__Exercises to complete__
1) Answer these questions from the law report below.
(a) What did Judge Miller decide about the injunction?
(b) How many bales of cotton did the plaintiffs buy on the 29th of August?
(c) Who paid the drafts for the honor of C. T. Mitchell & Co.?
2) In the law report below, why did the company argue that the doctrine of "irreparable injury" should not apply to railroad companies? Please answer in one to three sentences.
3) Extract the passage of the law report below from "Judge Miller listened" to "refuse the injunction.".

__Text to read__
»»

Another point made by the plaintiff was, that the damage was irreparable, and an injunction was always grantable in such cases. It was shown by the company that money could compensate the plaintiff; that, moreover, the destruction of houses, orchards, graveyards, &c., which would be inhibited in cases between private persons because the injury would be deemed irreparable, had no application to railroad companies; that anything could be removed by a railroad company, because the necessities of the age required that these great works should be as straight as possible, and if the doctrine of "irreparable injury " applied, railroads would not be built. It was also contended that there was a manifest difference between waste and trespass; that injunctions were grantable freely in cases of waste, but not in trespass--and that this, upon the plaintiff's own assertions, was not waste. Many other points were discussed which it is not necessary now to mention.

Judge Miller listened to the argument with great patience--took a note of the authorities cited, and, after a full consideration, decided to refuse the injunction.

RIGHTS OF CONSIGNEES AND CREDITORS IN POSSESSION UNDER ATTACHMENT LAW OF SOUTH CAROLINA.

We lay before our readers, says the Charleston (S. C.) Standard, an abstract of the following case, which was elaborately argued at the late sitting of the Court of Appeals, and which is of great importance to the commercial community, on account of the principles it decides. As a solemn adjudication upon the rights of consignees and creditors in possession under our attachment law, it cannot fail to be interesting to commission merchants and to business-men generally :

C. T. MITCHELL & Co., vs. A. E. BYRNE.-(Issue in Attachment.)

The plaintiffs had an order from Henry Gore Booth, of Liverpool, in the year 1850, to purchase on his account three thousand bales of cotton, and they completed the execution of the order by the purchase of 506 bales on the 29th August, which they shipped to Booth on the 3d of September. On the 4th, 7th, and 8th September, they drew bills on Booth, which were payable on the 25th November. These bills were accepted by Booth, but protested for non-payment, Booth having become bankrupt before the maturity of the bills. On the 27th and 28th November, Edward Moon, of Liverpool, stepped forward and paid these drafts for the honor of the plaintiffs, C. T. Mitchell & Co., charged them in account with the amount, and on the 29th November remitted the drafts to them and claimed reimbursement by remittance. Moon deposes that he looked to the plaintiffs solely for indemnity; and that he had been repaid and had never met with a prompter return.

««

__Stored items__
»»

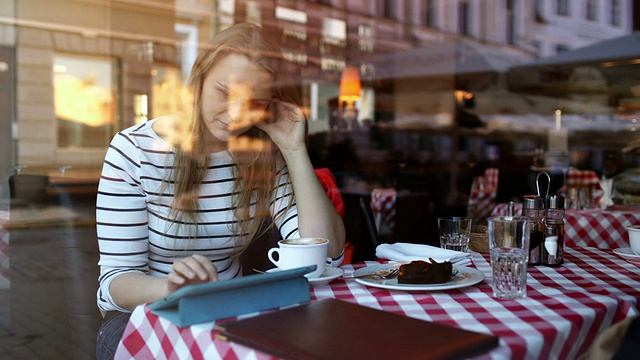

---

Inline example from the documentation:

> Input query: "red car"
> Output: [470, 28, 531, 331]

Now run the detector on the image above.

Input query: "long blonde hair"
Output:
[170, 23, 301, 250]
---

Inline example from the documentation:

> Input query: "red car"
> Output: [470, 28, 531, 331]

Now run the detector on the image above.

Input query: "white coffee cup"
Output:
[268, 238, 329, 278]
[627, 225, 640, 255]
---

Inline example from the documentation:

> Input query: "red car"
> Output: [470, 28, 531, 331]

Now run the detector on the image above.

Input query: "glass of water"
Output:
[489, 216, 531, 300]
[438, 217, 471, 252]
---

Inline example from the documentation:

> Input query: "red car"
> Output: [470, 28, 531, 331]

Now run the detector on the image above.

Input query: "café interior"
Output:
[0, 0, 640, 359]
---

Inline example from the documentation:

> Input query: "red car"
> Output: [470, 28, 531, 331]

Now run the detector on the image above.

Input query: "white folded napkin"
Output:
[376, 243, 471, 266]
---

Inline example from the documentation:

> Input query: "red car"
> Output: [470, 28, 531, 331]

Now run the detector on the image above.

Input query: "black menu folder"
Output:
[217, 299, 498, 360]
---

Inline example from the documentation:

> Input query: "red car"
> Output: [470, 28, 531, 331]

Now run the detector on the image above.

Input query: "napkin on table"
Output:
[376, 243, 471, 266]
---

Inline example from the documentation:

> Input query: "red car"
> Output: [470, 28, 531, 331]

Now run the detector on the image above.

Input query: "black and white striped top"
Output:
[96, 120, 300, 311]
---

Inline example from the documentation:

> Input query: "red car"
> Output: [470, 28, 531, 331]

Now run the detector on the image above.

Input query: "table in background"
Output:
[371, 188, 398, 233]
[491, 203, 640, 249]
[116, 248, 640, 359]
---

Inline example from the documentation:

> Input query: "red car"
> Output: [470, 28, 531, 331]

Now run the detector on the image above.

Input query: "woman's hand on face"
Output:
[256, 99, 307, 152]
[167, 255, 218, 293]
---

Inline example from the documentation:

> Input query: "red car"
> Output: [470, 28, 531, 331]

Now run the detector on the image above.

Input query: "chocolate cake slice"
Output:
[398, 259, 453, 284]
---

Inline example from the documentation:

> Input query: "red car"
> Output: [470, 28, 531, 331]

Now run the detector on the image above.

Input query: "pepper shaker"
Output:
[522, 195, 545, 265]
[542, 195, 564, 266]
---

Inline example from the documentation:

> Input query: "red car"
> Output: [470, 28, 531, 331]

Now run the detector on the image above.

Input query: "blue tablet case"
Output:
[150, 265, 316, 327]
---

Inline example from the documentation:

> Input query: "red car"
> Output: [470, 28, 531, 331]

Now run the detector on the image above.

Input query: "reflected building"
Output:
[0, 0, 632, 202]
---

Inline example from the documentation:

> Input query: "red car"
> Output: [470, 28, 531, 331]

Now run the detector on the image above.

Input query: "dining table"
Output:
[491, 203, 640, 249]
[115, 246, 640, 359]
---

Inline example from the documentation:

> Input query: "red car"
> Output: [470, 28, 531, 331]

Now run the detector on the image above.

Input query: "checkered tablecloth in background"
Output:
[116, 248, 640, 359]
[564, 168, 603, 208]
[467, 168, 499, 225]
[0, 208, 11, 289]
[491, 203, 640, 249]
[371, 188, 398, 233]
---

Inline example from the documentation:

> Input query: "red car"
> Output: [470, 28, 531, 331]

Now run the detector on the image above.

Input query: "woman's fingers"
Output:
[192, 255, 219, 281]
[170, 255, 218, 281]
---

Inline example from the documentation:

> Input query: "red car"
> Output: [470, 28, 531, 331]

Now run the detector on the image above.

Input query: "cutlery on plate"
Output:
[341, 267, 400, 280]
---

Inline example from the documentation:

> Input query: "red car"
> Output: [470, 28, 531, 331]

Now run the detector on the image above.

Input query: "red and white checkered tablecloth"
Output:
[116, 248, 640, 359]
[491, 203, 640, 249]
[371, 188, 398, 232]
[564, 168, 600, 188]
[0, 208, 11, 289]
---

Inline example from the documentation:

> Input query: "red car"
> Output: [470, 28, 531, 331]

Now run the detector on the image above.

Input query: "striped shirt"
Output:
[96, 120, 300, 311]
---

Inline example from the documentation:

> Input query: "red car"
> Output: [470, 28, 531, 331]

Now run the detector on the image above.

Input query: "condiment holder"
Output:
[469, 225, 489, 254]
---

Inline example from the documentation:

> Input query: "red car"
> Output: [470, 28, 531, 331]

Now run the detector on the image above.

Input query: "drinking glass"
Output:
[438, 217, 471, 252]
[489, 216, 531, 300]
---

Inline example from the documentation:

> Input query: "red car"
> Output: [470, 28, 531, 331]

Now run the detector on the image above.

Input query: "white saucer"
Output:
[267, 266, 344, 287]
[613, 247, 640, 265]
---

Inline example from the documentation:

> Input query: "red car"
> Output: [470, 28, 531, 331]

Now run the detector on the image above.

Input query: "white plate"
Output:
[613, 247, 640, 265]
[353, 264, 484, 291]
[267, 266, 344, 287]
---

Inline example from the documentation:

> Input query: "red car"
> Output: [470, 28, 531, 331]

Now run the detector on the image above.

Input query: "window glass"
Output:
[556, 0, 569, 16]
[53, 54, 118, 148]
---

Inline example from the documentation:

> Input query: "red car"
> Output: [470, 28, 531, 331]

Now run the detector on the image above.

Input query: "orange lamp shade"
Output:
[340, 66, 362, 101]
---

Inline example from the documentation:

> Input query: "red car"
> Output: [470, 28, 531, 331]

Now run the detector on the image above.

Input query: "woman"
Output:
[97, 24, 344, 358]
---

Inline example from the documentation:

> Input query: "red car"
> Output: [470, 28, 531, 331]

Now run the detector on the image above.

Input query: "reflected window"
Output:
[507, 0, 516, 45]
[151, 65, 183, 118]
[556, 44, 571, 54]
[610, 0, 622, 26]
[556, 0, 569, 16]
[378, 0, 396, 19]
[458, 1, 471, 35]
[585, 0, 598, 21]
[424, 0, 438, 28]
[53, 55, 118, 149]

««

__Task-by-task answers__
1)
(a) He decided to refuse the injunction.
(b) 506 bales.
(c) Edward Moon, of Liverpool.

2) The company argued that the needs of the age required these great works to be as straight as possible, so a railroad company could remove anything in its way. If the doctrine of "irreparable injury" applied, railroads would not be built.

3)
Judge Miller listened to the argument with great patience--took a note of the authorities cited, and, after a full consideration, decided to refuse the injunction.